Exercise aim> Scale the rows that begin at the line containing "Where can you spot the red" and stop after the line containing "(1101, 172)". Reproduce only those lines, with their requests unchanged, and multiply every coordinate in the answers by 1.5, rounding each to a whole number with halves rounding up.

Extracted data>
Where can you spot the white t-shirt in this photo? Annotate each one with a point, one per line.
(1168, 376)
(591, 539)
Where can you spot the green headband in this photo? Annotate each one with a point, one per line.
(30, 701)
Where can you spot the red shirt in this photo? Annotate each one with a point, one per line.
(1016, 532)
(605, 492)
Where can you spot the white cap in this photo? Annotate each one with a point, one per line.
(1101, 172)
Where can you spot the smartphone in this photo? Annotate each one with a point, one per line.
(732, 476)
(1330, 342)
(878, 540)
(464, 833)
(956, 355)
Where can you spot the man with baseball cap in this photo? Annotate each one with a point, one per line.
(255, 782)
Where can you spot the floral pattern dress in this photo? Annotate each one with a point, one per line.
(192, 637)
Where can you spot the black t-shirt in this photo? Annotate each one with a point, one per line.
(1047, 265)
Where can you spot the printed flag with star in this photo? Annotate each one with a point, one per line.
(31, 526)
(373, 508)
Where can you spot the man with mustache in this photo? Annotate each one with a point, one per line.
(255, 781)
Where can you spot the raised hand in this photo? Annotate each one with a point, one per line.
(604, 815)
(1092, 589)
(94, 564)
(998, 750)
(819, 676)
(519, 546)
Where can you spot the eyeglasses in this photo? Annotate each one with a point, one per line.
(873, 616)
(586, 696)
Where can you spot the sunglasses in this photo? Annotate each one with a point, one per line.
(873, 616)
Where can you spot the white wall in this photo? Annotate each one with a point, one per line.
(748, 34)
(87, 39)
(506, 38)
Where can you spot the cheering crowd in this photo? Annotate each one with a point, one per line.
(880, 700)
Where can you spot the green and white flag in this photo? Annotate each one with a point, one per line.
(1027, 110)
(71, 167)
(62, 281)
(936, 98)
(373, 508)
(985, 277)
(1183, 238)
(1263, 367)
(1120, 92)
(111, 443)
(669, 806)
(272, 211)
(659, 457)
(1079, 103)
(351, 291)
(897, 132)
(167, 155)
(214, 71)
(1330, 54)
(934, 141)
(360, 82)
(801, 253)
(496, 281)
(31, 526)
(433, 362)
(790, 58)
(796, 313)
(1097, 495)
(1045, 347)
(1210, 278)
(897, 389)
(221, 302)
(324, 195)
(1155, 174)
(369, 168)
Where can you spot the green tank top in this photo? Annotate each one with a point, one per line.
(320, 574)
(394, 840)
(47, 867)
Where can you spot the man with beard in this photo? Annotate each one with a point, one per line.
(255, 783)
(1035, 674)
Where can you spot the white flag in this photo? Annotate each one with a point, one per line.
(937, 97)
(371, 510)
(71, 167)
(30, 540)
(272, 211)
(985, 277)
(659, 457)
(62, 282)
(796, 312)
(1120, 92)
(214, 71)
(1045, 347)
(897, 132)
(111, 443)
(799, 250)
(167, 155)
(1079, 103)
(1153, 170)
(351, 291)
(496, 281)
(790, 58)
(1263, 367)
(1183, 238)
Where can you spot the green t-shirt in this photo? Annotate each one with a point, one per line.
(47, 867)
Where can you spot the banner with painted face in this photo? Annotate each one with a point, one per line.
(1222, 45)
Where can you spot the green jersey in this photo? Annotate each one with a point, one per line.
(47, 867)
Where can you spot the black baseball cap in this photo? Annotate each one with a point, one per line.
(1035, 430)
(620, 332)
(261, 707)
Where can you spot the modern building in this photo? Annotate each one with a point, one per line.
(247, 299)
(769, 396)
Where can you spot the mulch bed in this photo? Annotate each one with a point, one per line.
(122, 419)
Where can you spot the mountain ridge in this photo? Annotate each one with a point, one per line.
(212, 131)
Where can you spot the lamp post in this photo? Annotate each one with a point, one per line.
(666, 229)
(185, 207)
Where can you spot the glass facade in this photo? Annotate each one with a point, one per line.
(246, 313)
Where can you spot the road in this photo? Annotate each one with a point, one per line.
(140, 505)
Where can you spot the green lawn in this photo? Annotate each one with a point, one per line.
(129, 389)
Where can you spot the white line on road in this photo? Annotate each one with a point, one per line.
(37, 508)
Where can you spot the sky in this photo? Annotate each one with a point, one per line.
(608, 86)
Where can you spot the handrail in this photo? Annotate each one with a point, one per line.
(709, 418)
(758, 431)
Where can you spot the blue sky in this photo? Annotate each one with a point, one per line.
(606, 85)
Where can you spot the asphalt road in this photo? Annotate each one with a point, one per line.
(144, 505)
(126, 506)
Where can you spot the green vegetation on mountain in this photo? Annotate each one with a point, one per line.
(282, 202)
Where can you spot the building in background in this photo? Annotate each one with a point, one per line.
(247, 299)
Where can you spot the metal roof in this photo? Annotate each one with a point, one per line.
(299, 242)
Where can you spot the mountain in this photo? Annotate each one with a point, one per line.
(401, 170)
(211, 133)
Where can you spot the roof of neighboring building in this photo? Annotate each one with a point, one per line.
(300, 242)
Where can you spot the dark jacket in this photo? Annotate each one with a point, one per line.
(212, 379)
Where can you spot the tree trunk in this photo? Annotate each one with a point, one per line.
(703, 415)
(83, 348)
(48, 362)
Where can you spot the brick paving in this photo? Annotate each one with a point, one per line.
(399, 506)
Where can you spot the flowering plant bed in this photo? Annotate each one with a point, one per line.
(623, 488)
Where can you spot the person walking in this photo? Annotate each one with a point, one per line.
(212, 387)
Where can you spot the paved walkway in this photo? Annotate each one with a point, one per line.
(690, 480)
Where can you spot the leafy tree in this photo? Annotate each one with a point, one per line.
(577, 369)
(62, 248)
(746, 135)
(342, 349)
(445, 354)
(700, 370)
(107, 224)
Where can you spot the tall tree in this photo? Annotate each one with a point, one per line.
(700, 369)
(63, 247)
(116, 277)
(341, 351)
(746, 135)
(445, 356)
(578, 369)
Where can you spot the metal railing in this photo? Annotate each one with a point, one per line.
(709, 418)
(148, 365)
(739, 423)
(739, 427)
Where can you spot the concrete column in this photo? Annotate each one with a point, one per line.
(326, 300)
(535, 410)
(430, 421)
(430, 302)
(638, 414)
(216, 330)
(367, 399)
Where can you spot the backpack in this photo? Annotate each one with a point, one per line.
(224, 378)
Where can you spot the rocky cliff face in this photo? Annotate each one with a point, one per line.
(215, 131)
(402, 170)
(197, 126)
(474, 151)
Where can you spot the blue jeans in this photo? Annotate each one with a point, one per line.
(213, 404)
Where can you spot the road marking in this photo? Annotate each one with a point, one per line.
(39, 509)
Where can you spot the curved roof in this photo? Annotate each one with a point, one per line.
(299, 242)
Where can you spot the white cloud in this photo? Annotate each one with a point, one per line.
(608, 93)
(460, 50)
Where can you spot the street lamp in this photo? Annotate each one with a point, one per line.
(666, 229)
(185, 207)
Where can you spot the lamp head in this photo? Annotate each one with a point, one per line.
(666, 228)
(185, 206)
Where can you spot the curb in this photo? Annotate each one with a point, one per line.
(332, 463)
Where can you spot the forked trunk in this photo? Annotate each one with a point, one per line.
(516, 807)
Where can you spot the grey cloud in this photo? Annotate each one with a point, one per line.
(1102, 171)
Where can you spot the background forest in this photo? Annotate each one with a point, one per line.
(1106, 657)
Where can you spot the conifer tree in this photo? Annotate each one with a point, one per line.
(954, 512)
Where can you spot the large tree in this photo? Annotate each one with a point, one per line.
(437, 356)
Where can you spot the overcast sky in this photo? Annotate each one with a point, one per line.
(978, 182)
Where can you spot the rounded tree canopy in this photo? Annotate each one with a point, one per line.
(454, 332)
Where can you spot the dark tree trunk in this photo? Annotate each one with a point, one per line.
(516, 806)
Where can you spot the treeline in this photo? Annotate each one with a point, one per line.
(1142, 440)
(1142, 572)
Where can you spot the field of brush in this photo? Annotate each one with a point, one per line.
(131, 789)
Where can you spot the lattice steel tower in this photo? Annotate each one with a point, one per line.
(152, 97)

Solution to this task>
Where can you spot the red shirt in this photo? Annotate each one with a point, one per line.
(1524, 798)
(908, 738)
Where can you spot the white cap in this photo? Annotate each one with a point, one per line.
(1652, 258)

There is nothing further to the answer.